- _TASKS TO PERFORM_
a - In the strawberry mousse recipe below, how long should the diced strawberries sit after being tossed with the granulated sugar?
b - Continue the strawberry mousse recipe from its last sentence.

- _DOCUMENT SEGMENT_

This dessert features strawberries in the mousse and in the topping. The berries are first macerated — tossed with sugar and allowed to sit — to draw out and intensify the fruit’s flavors.

Ingredients

  • 1 1/2 pounds fresh strawberries 
  • 2 tablespoons granulated sugar
  • 1 tablespoon extra virgin olive oil
  • 1 1/2 cups heavy cream
  • Optional: 1/3 cup confectioners’ sugar 

Directions

Step 1

Hull the strawberries, then dice them and place in a large glass bowl. Add the granulated sugar and toss well; set aside for 30 minutes. Drizzle on the olive oil and mix well. Reserve 1/2 cup of the berries, cover, and refrigerate. Place the rest in a food processor and run the machine until the berries are puréed. You should have about 1-1/2 cups.

- _DATASET EXCERPTS_
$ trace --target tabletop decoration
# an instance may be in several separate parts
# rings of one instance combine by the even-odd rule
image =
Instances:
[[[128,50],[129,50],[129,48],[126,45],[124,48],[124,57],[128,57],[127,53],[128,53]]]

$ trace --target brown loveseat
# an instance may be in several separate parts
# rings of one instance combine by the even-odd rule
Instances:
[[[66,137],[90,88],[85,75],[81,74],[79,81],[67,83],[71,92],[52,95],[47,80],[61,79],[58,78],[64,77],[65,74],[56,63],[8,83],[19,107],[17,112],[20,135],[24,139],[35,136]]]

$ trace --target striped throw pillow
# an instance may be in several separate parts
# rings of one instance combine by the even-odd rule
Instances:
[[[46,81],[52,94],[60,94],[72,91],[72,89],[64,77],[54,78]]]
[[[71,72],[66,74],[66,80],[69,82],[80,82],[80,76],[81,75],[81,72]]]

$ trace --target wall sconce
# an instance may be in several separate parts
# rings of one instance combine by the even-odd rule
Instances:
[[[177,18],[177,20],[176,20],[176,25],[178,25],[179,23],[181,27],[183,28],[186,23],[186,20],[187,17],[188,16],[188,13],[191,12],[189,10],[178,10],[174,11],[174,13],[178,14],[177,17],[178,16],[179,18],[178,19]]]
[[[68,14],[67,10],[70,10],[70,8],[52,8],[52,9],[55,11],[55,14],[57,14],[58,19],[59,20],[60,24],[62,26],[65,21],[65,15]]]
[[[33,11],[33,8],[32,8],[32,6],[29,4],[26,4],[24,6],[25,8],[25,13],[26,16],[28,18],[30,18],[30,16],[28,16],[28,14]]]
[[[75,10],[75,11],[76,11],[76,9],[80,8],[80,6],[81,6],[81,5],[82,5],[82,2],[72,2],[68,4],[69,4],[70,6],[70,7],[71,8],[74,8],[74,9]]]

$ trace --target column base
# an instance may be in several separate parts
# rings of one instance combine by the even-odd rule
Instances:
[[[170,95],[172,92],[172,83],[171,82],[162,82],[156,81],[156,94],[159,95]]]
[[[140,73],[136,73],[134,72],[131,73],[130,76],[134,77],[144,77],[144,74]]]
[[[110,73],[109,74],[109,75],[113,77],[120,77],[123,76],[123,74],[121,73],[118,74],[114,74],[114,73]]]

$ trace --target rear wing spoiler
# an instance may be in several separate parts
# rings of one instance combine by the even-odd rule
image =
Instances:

- _ANSWER SECTION_
a - 30 minutes.

b -
Step 2

Place the heavy cream in the bowl of a stand mixer or a large bowl with a hand mixer. Beat on low speed, then gradually increase to high. Whip until the cream reaches medium (not stiff) peaks, then use a spatula to fold in the strawberry purée. Taste and add the confectioners’ sugar if desired. Serve right away or refrigerate the mousse in the mixing bowl for up to 4 hours — it will firm up more as it chills.

Step 3

To serve, spoon equal portions of the mousse into 8 goblets or bowls and garnish with equal amounts of the reserved berries.